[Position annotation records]

--*--

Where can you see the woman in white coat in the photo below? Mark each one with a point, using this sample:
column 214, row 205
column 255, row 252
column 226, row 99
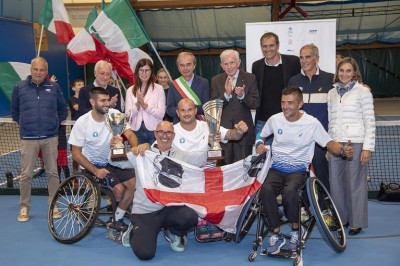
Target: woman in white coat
column 351, row 122
column 145, row 102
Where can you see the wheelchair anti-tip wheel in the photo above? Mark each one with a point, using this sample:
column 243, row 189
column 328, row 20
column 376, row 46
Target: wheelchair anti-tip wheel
column 247, row 217
column 326, row 215
column 78, row 200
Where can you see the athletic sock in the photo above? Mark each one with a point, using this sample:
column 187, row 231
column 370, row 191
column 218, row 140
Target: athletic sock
column 119, row 214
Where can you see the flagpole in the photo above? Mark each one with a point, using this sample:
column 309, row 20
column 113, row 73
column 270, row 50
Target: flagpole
column 159, row 58
column 40, row 41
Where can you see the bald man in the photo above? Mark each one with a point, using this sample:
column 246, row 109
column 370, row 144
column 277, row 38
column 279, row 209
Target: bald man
column 193, row 135
column 102, row 72
column 39, row 107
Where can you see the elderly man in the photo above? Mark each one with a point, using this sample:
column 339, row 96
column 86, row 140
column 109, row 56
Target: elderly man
column 238, row 90
column 102, row 72
column 38, row 106
column 273, row 73
column 188, row 85
column 148, row 217
column 295, row 134
column 315, row 85
column 90, row 141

--*--

* **YOUR INSTRUCTIONS**: Copy every one of the records above word for word, leaving out the picture.

* **FINISHED TASK**:
Where can you see the woman in white coat in the photo below? Mark each one with a point, using this sample:
column 214, row 205
column 255, row 252
column 226, row 99
Target: woman in white coat
column 351, row 122
column 145, row 102
Where can you see the wheelchair anti-tip wheel in the photo above? Mark each one with a point, using this sample:
column 243, row 189
column 328, row 20
column 376, row 46
Target: wheelchair anti-tip wheel
column 247, row 217
column 326, row 215
column 78, row 200
Where can you see the athletic sock in the photo above? Mark each one with a point, using this sample:
column 187, row 231
column 370, row 191
column 218, row 140
Target: athletic sock
column 119, row 214
Where can you see the flagpole in the photo above? Mark each one with a point, using this sample:
column 309, row 20
column 113, row 73
column 270, row 50
Target: flagpole
column 159, row 58
column 40, row 41
Where can you see the bald man in the photo above? Mark each one with a point, using this sample:
column 246, row 109
column 370, row 144
column 277, row 38
column 279, row 209
Target: bald man
column 193, row 135
column 102, row 72
column 39, row 107
Where can you see the elderly man in the photo above? Mark each one with a point, using this sample:
column 339, row 96
column 86, row 140
column 109, row 56
Target: elderly man
column 238, row 90
column 102, row 72
column 38, row 106
column 273, row 73
column 188, row 85
column 148, row 217
column 295, row 134
column 315, row 85
column 90, row 141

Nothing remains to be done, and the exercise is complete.